Provided text:
# Short crank supplier you might be interested in



## othello (Apr 10, 2012)

The question of short cranks often comes up in threads, and quite rightly too.

I found a supplier of short cranks a while back and thought others might be interested in the details. I'm fairly new to the forums, so apologies if you already know of them.

Utah Trikes sell a 152mm triple chainset Utah Trikes Catalog - Trikes, Upgrades & Accessories

Price is pretty good, and they are OK weight-wise. Not the lightest, and you have you run a heavy square taper bb. But not too terrible and the main thing is the short crank lengths.

I've used these on both of my childrens 13" MTBs.


----------



## thesmokingman (Jan 17, 2009)

Hey, thanks for sharing that. The prices are rather reasonable too.


----------



## cyclo-phile (Jun 22, 2013)

Thanks for sharing that. I just bought a set of short Truvativ cranks from BikeSmith, but I searched for days for alternatives for short cranks with replaceable rings. I wish I had seen these.


----------



## TwoTone (Jul 5, 2011)

While I'm please with the cranks on my son's bike that I got from BikeSmith, I too wish I had know about these when I purchased.

FYI, nice to know Cannondale seems to be getting a kids bike close to right for a reasonable price.

Just bought my daughter the race 24 for $500. Air fork, 152mm cranks


----------



## othello (Apr 10, 2012)

Glad to hear people are finding the link useful. The only problem is I'm in the UK, so I get charged import duty and an unfavourable dollar to pound exchange doesn't help! Still, better to have the option of short cranks than not at all.

I have also picked up a pair of these 155mm cranks for my sons CX bike. 110 BCD though, but still hard to find usually and really good value Lasco Junior Short Crank Set - Black


----------



## thesmokingman (Jan 17, 2009)

In the future you can try Thorn from Sjscycles which is in the UK as well. They have cranks from 150mm and up.


----------



## thesmokingman (Jan 17, 2009)

I just got my thorn cranks and put some rings and a saint bash on. A few minutes with a dremel to mod the slx 32t ring and it looks good as stock.


----------



## IdahoLee (Apr 7, 2014)

Check out Sinz cranks as well. 125mm and up.


----------



## thesmokingman (Jan 17, 2009)

A 1x setup is fine for up to 20" but when you get to 24" a 2x crankset is really needed because the kids are capable of some real climbing. Thus BMX cranks even though they are easy to acquire and cheap, they're typically 110bcd, ie. single ring only. Climbing is a lot easier with double/triple rings (ie. 64/104 bcd) and thus worth the hassle to source the bits.


----------



## POAH (Apr 29, 2009)

what did you have to do to the rings to make them fit.? I'm thinking about getting a the crank for my son and putting my slx rings on as I've switched to a 1x10


thesmokingman said:


> I just got my thorn cranks and put some rings and a saint bash on. A few minutes with a dremel to mod the slx 32t ring and it looks good as stock.


----------



## clarkrw3 (Feb 21, 2011)

Those are great!! One of the best things about them is they are 104bcd. I am a big believer in short cranks but also 1x setups for kids. Both my kids are now running narrow wide 30t with 11-42 in the rear and they work great. You can try out Bombshell cranks they work well for the application. My daughters bike needed to have a 24mm spindle and the only one I could find was the bombshell spinnergy cranks.

Data rows:
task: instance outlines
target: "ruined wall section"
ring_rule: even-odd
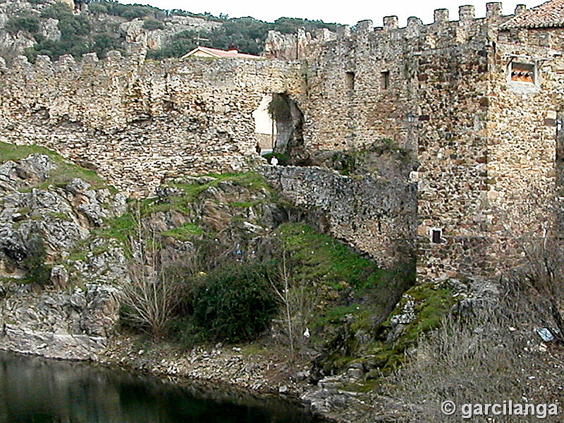
[[[496,254],[511,237],[554,228],[557,126],[564,108],[564,30],[501,32],[492,66],[488,123],[487,201],[494,211]],[[510,80],[513,63],[536,67],[534,82]],[[560,123],[561,125],[561,123]]]
[[[359,179],[317,166],[259,168],[294,204],[321,211],[329,233],[390,267],[411,257],[417,185],[372,176]]]
[[[0,141],[51,148],[141,194],[166,176],[248,168],[259,160],[252,114],[264,94],[304,92],[300,65],[278,61],[113,53],[2,68]]]
[[[437,11],[419,59],[418,280],[483,274],[490,267],[487,204],[489,57],[496,16],[460,20]],[[433,240],[434,231],[440,239]]]
[[[393,25],[374,30],[372,21],[343,30],[325,44],[307,73],[306,148],[355,148],[379,139],[410,144],[407,116],[416,109],[415,57],[418,39]],[[386,86],[387,85],[387,86]]]

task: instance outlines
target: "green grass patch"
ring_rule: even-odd
[[[389,271],[361,257],[333,238],[300,223],[283,223],[276,230],[285,248],[300,263],[299,276],[320,280],[333,289],[355,290],[381,285]]]
[[[94,231],[95,235],[102,238],[114,238],[127,245],[129,236],[138,227],[137,222],[130,213],[106,219],[104,227]]]
[[[195,223],[184,223],[179,228],[163,232],[163,236],[170,236],[179,241],[188,241],[204,233],[204,230]]]
[[[46,154],[57,165],[56,168],[49,172],[47,180],[37,186],[39,188],[45,188],[49,185],[65,186],[75,178],[78,178],[90,183],[94,189],[106,188],[114,192],[117,192],[94,171],[73,164],[47,148],[38,145],[16,145],[0,142],[0,162],[8,160],[18,161],[34,154]]]
[[[404,325],[400,336],[395,342],[386,342],[386,336],[391,329],[390,319],[402,313],[402,308],[408,300],[404,296],[380,326],[380,338],[372,347],[372,352],[384,373],[391,372],[400,365],[405,360],[405,350],[415,346],[422,336],[438,328],[442,318],[450,312],[456,302],[449,288],[429,284],[412,286],[405,294],[415,300],[415,319]]]

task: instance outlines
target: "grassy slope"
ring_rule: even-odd
[[[37,145],[15,145],[0,142],[0,163],[8,160],[18,161],[34,154],[46,154],[58,165],[57,168],[51,171],[47,180],[38,188],[45,188],[49,185],[65,185],[75,178],[80,178],[94,188],[111,188],[94,171],[73,164],[47,148]]]

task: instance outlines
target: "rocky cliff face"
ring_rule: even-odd
[[[73,177],[68,166],[42,154],[0,164],[0,274],[21,276],[34,240],[52,263],[123,212],[123,195]]]
[[[6,149],[3,152],[9,154]],[[39,153],[0,164],[0,277],[6,281],[0,284],[0,338],[4,348],[89,359],[104,348],[117,322],[118,290],[104,284],[107,278],[97,277],[104,266],[96,266],[90,273],[86,258],[82,267],[74,262],[71,276],[78,268],[83,279],[95,283],[73,288],[67,268],[60,264],[80,250],[93,228],[125,207],[123,195],[97,186],[96,180],[74,177],[77,170]],[[120,259],[123,263],[123,254],[114,263]],[[37,283],[54,288],[38,289]]]

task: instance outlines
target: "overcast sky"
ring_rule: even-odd
[[[205,0],[185,1],[183,0],[121,0],[123,3],[150,4],[160,8],[178,8],[195,13],[209,12],[213,15],[227,13],[230,18],[252,16],[272,22],[276,18],[304,18],[321,19],[325,22],[336,22],[347,25],[355,25],[359,20],[372,19],[375,26],[382,25],[384,16],[396,15],[400,19],[400,25],[405,26],[409,16],[417,16],[424,23],[433,21],[433,11],[436,8],[450,9],[451,20],[458,18],[458,6],[473,4],[476,8],[476,16],[483,17],[486,14],[486,1],[476,0],[392,0],[367,1],[345,0],[342,1],[307,1],[307,0]],[[516,4],[525,4],[527,8],[538,6],[543,0],[521,0],[503,1],[503,13],[512,14]]]

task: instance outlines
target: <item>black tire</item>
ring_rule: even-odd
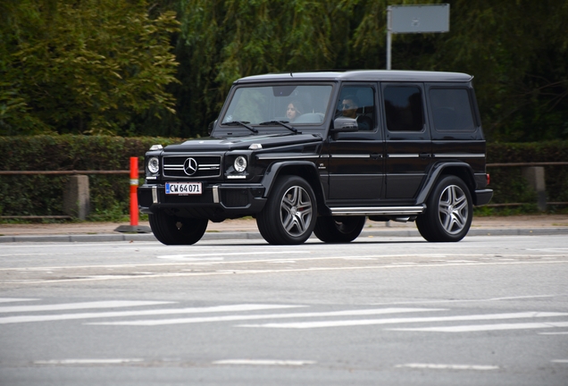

Goal: In the short-crank thread, what price was paid for the Cannondale race 24? The entries are material separate from the short-crank thread.

Correct output: $500.